> [Requirement]: Beginning at the line that contains "Please place a point on the stone cornice", reproduce every line to the end of the material without changing any of them.

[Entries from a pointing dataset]
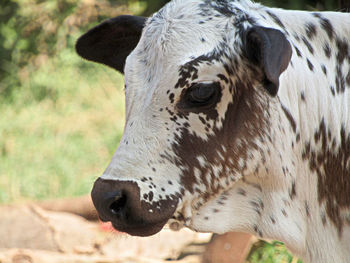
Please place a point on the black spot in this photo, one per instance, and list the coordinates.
(276, 19)
(310, 30)
(309, 64)
(171, 97)
(284, 213)
(290, 118)
(241, 192)
(150, 196)
(343, 50)
(308, 45)
(327, 26)
(272, 220)
(298, 51)
(327, 50)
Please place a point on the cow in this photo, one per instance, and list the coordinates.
(237, 119)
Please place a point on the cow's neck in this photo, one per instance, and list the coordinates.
(322, 233)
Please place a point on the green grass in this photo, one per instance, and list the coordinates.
(274, 252)
(61, 129)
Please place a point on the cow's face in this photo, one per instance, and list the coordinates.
(199, 81)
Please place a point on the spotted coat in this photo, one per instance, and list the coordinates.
(237, 119)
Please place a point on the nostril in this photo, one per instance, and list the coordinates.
(118, 204)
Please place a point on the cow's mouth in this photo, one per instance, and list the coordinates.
(142, 230)
(119, 202)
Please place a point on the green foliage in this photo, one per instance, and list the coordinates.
(274, 252)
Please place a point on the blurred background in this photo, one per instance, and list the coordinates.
(61, 118)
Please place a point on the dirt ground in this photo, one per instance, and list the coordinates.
(29, 233)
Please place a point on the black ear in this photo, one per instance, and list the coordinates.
(271, 51)
(112, 41)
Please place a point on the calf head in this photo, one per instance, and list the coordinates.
(199, 80)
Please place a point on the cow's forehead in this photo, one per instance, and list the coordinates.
(178, 33)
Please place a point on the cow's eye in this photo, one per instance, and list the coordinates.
(201, 94)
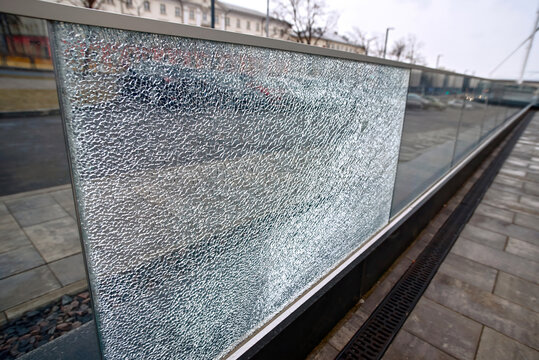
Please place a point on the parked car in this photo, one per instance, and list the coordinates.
(415, 101)
(459, 103)
(436, 103)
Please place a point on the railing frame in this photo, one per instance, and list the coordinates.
(57, 12)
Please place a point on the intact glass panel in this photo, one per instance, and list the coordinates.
(216, 183)
(473, 113)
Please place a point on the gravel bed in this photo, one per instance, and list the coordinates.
(40, 326)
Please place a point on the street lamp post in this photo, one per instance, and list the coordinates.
(438, 60)
(385, 43)
(213, 14)
(368, 45)
(267, 19)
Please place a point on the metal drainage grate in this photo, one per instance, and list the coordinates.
(374, 337)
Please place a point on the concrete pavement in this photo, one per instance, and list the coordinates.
(32, 154)
(40, 251)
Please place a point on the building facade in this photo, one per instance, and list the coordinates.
(228, 17)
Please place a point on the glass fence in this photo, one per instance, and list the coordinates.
(447, 116)
(217, 182)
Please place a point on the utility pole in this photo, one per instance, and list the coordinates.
(267, 19)
(438, 60)
(528, 49)
(213, 14)
(385, 43)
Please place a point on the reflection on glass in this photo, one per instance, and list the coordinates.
(217, 182)
(433, 111)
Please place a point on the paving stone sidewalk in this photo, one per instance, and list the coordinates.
(483, 302)
(40, 251)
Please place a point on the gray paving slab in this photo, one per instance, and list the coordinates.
(506, 317)
(3, 210)
(63, 196)
(506, 228)
(530, 200)
(469, 271)
(39, 215)
(484, 236)
(65, 199)
(27, 285)
(12, 237)
(527, 220)
(30, 202)
(55, 239)
(531, 188)
(406, 346)
(523, 249)
(517, 290)
(69, 270)
(18, 260)
(496, 346)
(497, 259)
(494, 212)
(445, 329)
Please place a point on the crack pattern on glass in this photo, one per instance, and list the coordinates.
(215, 182)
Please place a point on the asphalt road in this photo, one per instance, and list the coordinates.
(32, 154)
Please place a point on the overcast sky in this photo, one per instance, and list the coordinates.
(473, 36)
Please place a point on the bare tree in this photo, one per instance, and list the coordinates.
(362, 39)
(90, 4)
(399, 47)
(310, 19)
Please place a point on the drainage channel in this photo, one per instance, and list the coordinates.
(374, 337)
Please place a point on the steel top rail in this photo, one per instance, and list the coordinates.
(58, 12)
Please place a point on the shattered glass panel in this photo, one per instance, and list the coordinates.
(216, 183)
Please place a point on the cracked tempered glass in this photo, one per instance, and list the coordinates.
(216, 183)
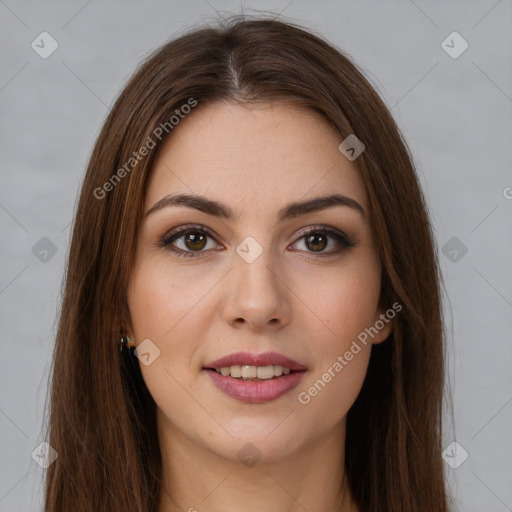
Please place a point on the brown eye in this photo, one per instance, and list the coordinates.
(189, 241)
(195, 241)
(317, 239)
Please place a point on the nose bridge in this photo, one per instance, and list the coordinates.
(256, 292)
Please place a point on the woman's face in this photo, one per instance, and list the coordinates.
(247, 277)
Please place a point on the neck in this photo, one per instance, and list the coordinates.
(195, 479)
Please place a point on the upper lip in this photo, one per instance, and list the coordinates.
(248, 359)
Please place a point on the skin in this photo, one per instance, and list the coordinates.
(291, 299)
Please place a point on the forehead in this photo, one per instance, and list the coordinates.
(253, 156)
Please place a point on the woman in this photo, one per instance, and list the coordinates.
(251, 317)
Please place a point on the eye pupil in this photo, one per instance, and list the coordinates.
(195, 238)
(313, 240)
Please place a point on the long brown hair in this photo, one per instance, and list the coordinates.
(102, 417)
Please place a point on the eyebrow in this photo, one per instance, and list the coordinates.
(291, 210)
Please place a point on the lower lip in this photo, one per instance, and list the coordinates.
(254, 392)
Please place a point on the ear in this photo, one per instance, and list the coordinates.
(384, 323)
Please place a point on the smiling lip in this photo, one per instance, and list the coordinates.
(248, 359)
(255, 392)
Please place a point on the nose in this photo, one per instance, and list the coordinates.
(256, 295)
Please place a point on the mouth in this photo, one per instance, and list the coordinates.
(252, 378)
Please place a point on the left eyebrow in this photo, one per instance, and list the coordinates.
(291, 210)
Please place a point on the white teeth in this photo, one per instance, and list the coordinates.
(265, 372)
(247, 372)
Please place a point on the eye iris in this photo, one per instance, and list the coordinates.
(198, 241)
(312, 240)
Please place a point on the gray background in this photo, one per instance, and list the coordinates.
(454, 113)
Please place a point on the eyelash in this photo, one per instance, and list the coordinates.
(177, 233)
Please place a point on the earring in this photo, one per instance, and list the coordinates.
(126, 343)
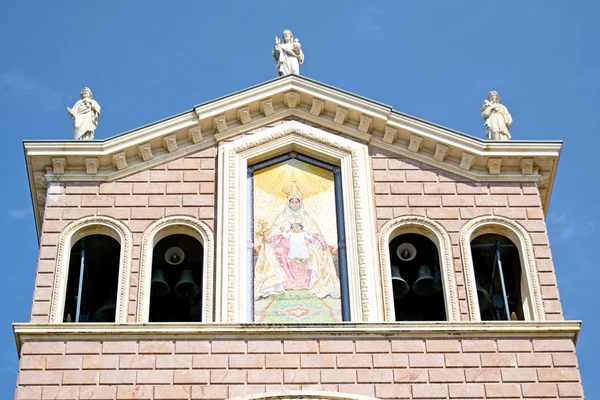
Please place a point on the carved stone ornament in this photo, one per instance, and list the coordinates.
(317, 107)
(243, 115)
(466, 161)
(59, 165)
(440, 152)
(119, 160)
(170, 143)
(220, 123)
(152, 235)
(67, 238)
(85, 114)
(266, 107)
(359, 217)
(91, 165)
(340, 115)
(390, 134)
(438, 235)
(145, 151)
(415, 143)
(195, 134)
(533, 307)
(365, 124)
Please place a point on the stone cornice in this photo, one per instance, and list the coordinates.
(283, 98)
(397, 330)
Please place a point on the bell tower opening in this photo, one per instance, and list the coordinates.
(416, 279)
(176, 283)
(92, 281)
(498, 274)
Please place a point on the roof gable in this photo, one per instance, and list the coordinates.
(288, 97)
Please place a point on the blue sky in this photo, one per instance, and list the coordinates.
(436, 60)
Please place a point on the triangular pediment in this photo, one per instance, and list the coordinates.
(289, 98)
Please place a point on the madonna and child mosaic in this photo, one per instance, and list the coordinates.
(296, 238)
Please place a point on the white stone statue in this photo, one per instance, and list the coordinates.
(497, 118)
(85, 113)
(288, 55)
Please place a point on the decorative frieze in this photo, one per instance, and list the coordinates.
(527, 166)
(59, 165)
(243, 115)
(466, 161)
(91, 165)
(340, 115)
(440, 152)
(415, 143)
(170, 143)
(145, 151)
(317, 107)
(494, 166)
(291, 99)
(195, 134)
(365, 124)
(119, 160)
(220, 123)
(266, 107)
(390, 134)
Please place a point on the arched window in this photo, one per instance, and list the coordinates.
(92, 272)
(176, 278)
(417, 274)
(500, 273)
(93, 279)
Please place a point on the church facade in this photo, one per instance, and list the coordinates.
(293, 240)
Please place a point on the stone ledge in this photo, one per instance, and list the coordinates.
(384, 330)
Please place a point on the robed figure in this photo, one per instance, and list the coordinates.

> [Finished answer]:
Please place a point on the stone cornice in this photo, one per instance, and list the coordinates.
(283, 98)
(397, 330)
Please place a point on the bell tower opening in this photo, one per instance, and list the coordinates.
(416, 279)
(176, 283)
(92, 281)
(498, 274)
Please place a point on the roof gable in this photo, one per instance, and list the coordinates.
(288, 97)
Please place a point on the blue sky in this photo, one per instance, and list the coordinates.
(436, 60)
Please place a point on the triangular pediment in this photo, one per instance, and list the coordinates.
(289, 98)
Please place a point on the madonna and child mosaic in this photo, one per instance, and list the coordinates.
(296, 238)
Please place a point on the white stone statue in this photo, one per instance, and list the coordinates.
(497, 118)
(85, 113)
(288, 55)
Please place a point on the decorative frieze in this photo, one per instance, and list the coordinates.
(527, 166)
(59, 165)
(243, 115)
(466, 161)
(91, 165)
(340, 115)
(440, 152)
(415, 143)
(170, 143)
(145, 151)
(317, 107)
(494, 166)
(291, 99)
(195, 134)
(365, 124)
(119, 160)
(220, 123)
(266, 107)
(390, 134)
Please place a point on the arched window in this photo, one per instance, and list the coordinates.
(92, 272)
(176, 278)
(417, 274)
(500, 273)
(93, 279)
Please place a point on the church facade in this photo, one per instance, and list the coordinates.
(293, 240)
Please place a point on the stone ledge in this photo, one per instance, and list the coordinates.
(384, 330)
Please place a point on the robed figure in this photo, one per instance, and list the coordinates.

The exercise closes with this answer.